What is required: Across the entries below, tally every line that holds the word "blonde". Give only the tally.

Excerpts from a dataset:
=-=-=-=-=
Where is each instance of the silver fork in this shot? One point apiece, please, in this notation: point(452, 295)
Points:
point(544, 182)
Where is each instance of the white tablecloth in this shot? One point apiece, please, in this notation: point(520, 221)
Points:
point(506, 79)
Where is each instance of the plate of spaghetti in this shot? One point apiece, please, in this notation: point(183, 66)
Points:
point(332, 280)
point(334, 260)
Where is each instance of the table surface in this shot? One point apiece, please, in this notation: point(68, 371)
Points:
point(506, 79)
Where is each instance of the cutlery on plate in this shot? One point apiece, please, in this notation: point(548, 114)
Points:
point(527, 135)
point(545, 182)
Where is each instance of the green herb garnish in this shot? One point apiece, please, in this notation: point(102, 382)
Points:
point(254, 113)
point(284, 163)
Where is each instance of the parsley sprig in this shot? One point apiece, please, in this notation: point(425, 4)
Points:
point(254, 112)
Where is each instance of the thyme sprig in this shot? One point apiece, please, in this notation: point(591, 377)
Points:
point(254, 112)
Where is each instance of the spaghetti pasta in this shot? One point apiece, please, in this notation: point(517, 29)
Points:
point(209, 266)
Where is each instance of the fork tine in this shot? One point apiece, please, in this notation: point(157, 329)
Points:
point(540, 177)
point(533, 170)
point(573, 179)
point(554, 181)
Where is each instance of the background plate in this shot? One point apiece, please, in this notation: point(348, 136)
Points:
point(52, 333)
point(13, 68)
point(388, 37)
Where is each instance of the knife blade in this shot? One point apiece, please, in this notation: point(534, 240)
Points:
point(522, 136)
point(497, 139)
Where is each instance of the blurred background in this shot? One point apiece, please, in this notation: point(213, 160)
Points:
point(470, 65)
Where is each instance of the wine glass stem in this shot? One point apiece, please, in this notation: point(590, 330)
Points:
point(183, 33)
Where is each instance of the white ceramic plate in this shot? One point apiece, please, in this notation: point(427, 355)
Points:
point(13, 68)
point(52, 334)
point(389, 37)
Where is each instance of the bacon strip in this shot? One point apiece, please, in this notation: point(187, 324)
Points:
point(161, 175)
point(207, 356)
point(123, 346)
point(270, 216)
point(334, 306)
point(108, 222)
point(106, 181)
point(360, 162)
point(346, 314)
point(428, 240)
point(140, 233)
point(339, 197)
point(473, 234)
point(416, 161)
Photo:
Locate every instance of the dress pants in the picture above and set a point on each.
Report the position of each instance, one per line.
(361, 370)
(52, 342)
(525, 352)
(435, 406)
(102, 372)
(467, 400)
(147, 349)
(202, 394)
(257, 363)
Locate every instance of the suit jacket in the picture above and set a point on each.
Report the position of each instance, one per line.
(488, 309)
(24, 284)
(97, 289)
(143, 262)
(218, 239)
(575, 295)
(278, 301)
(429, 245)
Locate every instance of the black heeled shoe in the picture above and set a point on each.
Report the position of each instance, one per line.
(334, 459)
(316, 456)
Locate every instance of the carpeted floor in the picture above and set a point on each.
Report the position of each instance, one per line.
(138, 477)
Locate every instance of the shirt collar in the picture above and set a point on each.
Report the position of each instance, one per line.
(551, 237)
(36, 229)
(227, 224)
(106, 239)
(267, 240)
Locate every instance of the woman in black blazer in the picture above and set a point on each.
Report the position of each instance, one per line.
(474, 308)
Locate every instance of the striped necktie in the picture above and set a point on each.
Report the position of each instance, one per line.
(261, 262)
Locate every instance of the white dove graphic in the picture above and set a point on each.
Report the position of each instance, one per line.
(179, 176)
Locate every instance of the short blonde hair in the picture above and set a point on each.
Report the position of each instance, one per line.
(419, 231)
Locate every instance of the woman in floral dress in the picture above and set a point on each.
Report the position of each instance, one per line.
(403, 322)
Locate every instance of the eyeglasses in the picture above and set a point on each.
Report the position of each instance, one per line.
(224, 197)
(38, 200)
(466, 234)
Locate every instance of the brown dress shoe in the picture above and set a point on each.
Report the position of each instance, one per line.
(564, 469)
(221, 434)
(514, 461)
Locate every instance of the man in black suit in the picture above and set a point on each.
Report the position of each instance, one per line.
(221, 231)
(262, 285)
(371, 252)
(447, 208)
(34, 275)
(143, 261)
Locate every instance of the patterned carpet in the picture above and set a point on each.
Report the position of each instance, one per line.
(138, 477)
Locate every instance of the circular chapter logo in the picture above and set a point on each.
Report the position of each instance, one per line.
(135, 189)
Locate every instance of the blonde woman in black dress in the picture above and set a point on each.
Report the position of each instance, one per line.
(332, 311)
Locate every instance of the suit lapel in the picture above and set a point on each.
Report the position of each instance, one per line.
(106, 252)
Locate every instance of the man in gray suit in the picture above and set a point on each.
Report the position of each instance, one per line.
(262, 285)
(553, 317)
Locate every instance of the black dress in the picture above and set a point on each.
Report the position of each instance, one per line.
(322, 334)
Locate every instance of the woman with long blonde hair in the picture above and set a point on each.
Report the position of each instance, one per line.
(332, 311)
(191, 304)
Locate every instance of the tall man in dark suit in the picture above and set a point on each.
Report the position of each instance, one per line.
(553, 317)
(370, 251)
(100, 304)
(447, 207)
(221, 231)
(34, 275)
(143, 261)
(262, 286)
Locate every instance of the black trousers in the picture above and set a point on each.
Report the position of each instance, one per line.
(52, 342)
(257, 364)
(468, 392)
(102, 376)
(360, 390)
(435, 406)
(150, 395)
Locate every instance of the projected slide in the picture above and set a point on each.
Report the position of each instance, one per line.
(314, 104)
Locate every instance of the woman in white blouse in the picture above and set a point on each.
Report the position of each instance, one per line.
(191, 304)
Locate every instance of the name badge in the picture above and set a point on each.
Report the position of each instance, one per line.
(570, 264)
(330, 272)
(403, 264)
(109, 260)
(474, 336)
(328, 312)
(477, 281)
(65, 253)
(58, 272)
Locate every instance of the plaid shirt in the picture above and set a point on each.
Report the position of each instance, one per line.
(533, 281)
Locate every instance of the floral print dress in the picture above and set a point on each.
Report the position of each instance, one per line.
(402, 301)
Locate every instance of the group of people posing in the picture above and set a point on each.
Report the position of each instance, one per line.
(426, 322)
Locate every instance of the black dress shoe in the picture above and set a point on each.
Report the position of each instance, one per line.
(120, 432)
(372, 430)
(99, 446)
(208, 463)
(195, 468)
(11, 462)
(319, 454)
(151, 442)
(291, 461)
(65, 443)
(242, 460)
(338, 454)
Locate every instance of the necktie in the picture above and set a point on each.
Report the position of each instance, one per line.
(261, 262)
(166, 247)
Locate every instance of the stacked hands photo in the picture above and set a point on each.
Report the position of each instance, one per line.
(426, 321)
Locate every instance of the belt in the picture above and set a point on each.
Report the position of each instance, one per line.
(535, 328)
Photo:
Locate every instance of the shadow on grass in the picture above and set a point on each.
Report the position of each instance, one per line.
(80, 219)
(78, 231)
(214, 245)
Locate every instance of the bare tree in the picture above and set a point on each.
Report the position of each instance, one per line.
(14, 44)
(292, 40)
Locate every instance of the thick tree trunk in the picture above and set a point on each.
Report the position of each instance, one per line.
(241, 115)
=-=-=-=-=
Result for this exercise: 3